▶ [WHAT YOU ARE ASKED TO DO] Could you print each of the records below exactly?

==== RECORDS TO USE

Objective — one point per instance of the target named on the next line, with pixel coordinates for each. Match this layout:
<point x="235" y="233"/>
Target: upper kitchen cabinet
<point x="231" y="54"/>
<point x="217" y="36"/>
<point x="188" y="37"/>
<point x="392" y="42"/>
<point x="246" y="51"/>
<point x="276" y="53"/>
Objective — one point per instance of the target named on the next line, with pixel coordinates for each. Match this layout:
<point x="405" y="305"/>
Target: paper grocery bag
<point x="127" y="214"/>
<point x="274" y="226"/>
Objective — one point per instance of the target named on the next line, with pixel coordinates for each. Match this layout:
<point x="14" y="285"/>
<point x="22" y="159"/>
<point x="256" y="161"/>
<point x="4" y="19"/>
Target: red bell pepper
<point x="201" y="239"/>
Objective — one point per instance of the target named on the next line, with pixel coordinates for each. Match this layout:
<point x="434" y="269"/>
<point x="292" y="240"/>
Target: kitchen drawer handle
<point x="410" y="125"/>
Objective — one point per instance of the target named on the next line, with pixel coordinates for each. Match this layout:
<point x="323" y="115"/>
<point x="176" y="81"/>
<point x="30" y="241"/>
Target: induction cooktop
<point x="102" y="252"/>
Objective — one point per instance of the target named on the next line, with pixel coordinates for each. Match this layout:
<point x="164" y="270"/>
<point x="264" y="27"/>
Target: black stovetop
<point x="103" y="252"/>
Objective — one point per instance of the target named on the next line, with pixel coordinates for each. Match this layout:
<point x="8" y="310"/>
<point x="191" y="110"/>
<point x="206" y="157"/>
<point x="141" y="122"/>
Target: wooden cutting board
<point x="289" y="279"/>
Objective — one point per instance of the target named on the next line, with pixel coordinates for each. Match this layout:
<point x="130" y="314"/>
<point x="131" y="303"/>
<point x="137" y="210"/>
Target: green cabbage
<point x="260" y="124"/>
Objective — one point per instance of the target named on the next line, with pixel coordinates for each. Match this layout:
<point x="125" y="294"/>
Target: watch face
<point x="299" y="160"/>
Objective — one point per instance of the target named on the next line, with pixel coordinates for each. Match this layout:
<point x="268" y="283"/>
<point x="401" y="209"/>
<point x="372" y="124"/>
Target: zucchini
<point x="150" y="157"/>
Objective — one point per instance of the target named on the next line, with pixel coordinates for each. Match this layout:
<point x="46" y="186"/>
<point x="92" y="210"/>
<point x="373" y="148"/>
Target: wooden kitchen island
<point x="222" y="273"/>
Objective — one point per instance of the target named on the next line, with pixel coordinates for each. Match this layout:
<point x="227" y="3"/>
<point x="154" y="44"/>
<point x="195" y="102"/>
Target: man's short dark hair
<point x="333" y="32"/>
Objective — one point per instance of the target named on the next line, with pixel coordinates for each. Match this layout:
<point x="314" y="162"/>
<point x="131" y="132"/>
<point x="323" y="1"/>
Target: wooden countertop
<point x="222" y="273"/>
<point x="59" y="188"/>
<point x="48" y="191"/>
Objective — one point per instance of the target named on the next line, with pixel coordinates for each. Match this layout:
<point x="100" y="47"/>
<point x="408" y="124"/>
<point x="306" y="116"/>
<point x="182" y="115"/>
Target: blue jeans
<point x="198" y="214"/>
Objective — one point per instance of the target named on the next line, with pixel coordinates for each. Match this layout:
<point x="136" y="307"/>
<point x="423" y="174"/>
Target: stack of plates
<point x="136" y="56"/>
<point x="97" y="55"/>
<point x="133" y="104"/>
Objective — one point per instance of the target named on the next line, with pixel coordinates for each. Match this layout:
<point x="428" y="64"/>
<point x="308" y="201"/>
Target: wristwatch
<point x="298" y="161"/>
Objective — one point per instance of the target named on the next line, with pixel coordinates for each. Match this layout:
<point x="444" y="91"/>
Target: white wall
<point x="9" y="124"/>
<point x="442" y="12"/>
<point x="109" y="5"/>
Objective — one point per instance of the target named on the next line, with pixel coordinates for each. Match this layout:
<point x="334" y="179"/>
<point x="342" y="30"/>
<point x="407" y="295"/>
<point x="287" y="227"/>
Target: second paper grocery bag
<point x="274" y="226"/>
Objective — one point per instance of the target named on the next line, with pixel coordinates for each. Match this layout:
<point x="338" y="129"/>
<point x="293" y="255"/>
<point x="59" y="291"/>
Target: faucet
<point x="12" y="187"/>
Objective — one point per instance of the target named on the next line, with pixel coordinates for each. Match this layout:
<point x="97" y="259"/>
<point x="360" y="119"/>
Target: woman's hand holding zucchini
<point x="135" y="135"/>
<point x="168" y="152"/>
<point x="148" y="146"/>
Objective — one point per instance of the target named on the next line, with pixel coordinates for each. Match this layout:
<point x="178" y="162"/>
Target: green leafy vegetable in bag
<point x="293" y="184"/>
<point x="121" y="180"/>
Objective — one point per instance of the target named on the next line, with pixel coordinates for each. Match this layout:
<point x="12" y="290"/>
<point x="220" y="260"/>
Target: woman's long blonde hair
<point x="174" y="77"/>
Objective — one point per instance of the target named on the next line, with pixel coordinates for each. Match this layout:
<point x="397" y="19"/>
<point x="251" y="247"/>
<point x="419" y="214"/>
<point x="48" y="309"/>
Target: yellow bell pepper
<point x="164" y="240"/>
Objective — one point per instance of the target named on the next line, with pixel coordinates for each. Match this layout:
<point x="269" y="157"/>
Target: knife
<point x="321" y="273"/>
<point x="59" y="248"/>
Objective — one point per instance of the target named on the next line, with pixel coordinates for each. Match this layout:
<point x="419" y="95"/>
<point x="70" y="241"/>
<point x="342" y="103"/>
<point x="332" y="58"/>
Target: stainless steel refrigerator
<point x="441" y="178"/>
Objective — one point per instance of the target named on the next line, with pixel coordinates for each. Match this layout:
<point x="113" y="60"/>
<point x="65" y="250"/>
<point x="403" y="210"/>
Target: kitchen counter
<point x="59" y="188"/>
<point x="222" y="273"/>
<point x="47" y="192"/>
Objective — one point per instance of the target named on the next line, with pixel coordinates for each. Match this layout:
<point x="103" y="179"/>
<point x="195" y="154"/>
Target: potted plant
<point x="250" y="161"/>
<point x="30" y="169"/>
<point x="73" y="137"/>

========

▶ [EXERCISE ANSWER]
Objective — one point per instance of the target named on the next line, with pixel coordinates for each. Match this layout:
<point x="235" y="233"/>
Target: upper kitchen cabinet
<point x="231" y="54"/>
<point x="217" y="36"/>
<point x="188" y="37"/>
<point x="392" y="42"/>
<point x="246" y="51"/>
<point x="276" y="53"/>
Objective — one point per instance of the target named on the next line, with pixel coordinates for each. Match this layout:
<point x="405" y="305"/>
Target: paper grocery bag
<point x="127" y="214"/>
<point x="274" y="226"/>
Objective — one point per instance of the target named on the next line, with pixel coordinates for each. Match this layout:
<point x="14" y="285"/>
<point x="22" y="159"/>
<point x="256" y="161"/>
<point x="4" y="19"/>
Target: red bell pepper
<point x="201" y="239"/>
Objective — one point per instance of the target named on the next line, with pixel coordinates for each. Match this layout:
<point x="434" y="269"/>
<point x="292" y="240"/>
Target: kitchen drawer handle
<point x="410" y="125"/>
Objective — one point per instance of the target named on the next line, with pixel coordinates for each. Match this layout:
<point x="323" y="115"/>
<point x="176" y="81"/>
<point x="30" y="241"/>
Target: induction cooktop
<point x="102" y="252"/>
Objective — one point per instance of the target named on the next line, with pixel coordinates for each. Match this layout:
<point x="164" y="270"/>
<point x="264" y="27"/>
Target: black stovetop
<point x="103" y="252"/>
Objective — one point per instance of the target named on the next line, with pixel coordinates for each. Match this layout:
<point x="8" y="310"/>
<point x="191" y="110"/>
<point x="206" y="157"/>
<point x="141" y="122"/>
Target: wooden cutting board
<point x="289" y="279"/>
Objective — one point per instance of the target named on the next line, with pixel coordinates for each. Match this layout:
<point x="130" y="314"/>
<point x="131" y="303"/>
<point x="137" y="210"/>
Target: green cabbage
<point x="260" y="124"/>
Objective — one point per instance of the target named on the next line, with pixel coordinates for each. Match this layout:
<point x="125" y="294"/>
Target: watch face
<point x="299" y="160"/>
Objective — one point per instance of the target named on the next line, with pixel coordinates for each. Match this layout:
<point x="268" y="283"/>
<point x="401" y="209"/>
<point x="372" y="124"/>
Target: zucchini
<point x="150" y="157"/>
Objective — one point per instance of the target named on the next line, with pixel coordinates for each. Match this layout:
<point x="46" y="186"/>
<point x="92" y="210"/>
<point x="373" y="148"/>
Target: wooden kitchen island
<point x="222" y="273"/>
Objective — one point per instance of the target named on the next line, with pixel coordinates for each. Match this layout:
<point x="227" y="3"/>
<point x="154" y="44"/>
<point x="195" y="102"/>
Target: man's short dark hair
<point x="333" y="32"/>
Objective — one point per instance of the target named on the next line, with pixel coordinates for each. Match this layout:
<point x="314" y="162"/>
<point x="131" y="132"/>
<point x="323" y="1"/>
Target: wooden countertop
<point x="222" y="273"/>
<point x="59" y="188"/>
<point x="48" y="191"/>
Objective — one point per instance of the target named on the next line, with pixel coordinates for each. Match this layout:
<point x="100" y="47"/>
<point x="408" y="124"/>
<point x="306" y="116"/>
<point x="182" y="115"/>
Target: blue jeans
<point x="198" y="214"/>
Objective — one point per instance of the target named on the next line, with pixel coordinates for each. Match this layout:
<point x="136" y="307"/>
<point x="423" y="174"/>
Target: stack of plates
<point x="136" y="56"/>
<point x="97" y="55"/>
<point x="133" y="104"/>
Objective — one point per instance of the target named on the next line, with pixel coordinates for each. Match this layout:
<point x="428" y="64"/>
<point x="308" y="201"/>
Target: wristwatch
<point x="298" y="161"/>
Objective — one point per instance of the target named on the next line, with pixel coordinates for each. Match this layout:
<point x="444" y="91"/>
Target: white wall
<point x="9" y="124"/>
<point x="442" y="12"/>
<point x="109" y="5"/>
Objective — one point per instance of the target named on the next line, with pixel coordinates for each. Match this layout:
<point x="334" y="179"/>
<point x="342" y="30"/>
<point x="407" y="295"/>
<point x="287" y="227"/>
Target: second paper grocery bag
<point x="274" y="226"/>
Objective — one point per instance of the target named on the next line, with pixel coordinates for each. Match this layout:
<point x="338" y="129"/>
<point x="293" y="255"/>
<point x="59" y="291"/>
Target: faucet
<point x="12" y="187"/>
Objective — one point per instance of the target named on the next line, with pixel coordinates for each. Match this layout:
<point x="97" y="259"/>
<point x="360" y="119"/>
Target: woman's hand holding zucchini
<point x="135" y="135"/>
<point x="168" y="152"/>
<point x="148" y="146"/>
Objective — one point per instance of the target named on the next line, with pixel coordinates for each. Match this layout:
<point x="178" y="162"/>
Target: green leafy vegetable in bag
<point x="293" y="184"/>
<point x="121" y="180"/>
Objective — one point per instance of the target named on the next line, with pixel coordinates for each. Match this layout:
<point x="12" y="290"/>
<point x="220" y="260"/>
Target: woman's long blonde hair
<point x="174" y="77"/>
Objective — one point per instance of the target named on the next line, with pixel coordinates for each. Match this layout:
<point x="397" y="19"/>
<point x="251" y="247"/>
<point x="419" y="214"/>
<point x="48" y="309"/>
Target: yellow bell pepper
<point x="164" y="240"/>
Objective — one point per instance of the target named on the next line, with pixel coordinates for each. Match this layout:
<point x="269" y="157"/>
Target: knife
<point x="321" y="273"/>
<point x="59" y="248"/>
Objective — one point per instance of the target named on the next line, with pixel coordinates for each. Match this layout:
<point x="419" y="95"/>
<point x="70" y="241"/>
<point x="342" y="103"/>
<point x="332" y="58"/>
Target: stainless steel refrigerator
<point x="441" y="178"/>
Objective — one point per instance of the target named on the next line, with pixel coordinates for each. Match this layout:
<point x="113" y="60"/>
<point x="65" y="250"/>
<point x="403" y="210"/>
Target: kitchen counter
<point x="59" y="188"/>
<point x="222" y="273"/>
<point x="47" y="192"/>
Objective — one point per instance of the target named on the next line, with pixel coordinates for each. Match this layout:
<point x="103" y="179"/>
<point x="195" y="154"/>
Target: potted plant
<point x="250" y="161"/>
<point x="30" y="169"/>
<point x="73" y="137"/>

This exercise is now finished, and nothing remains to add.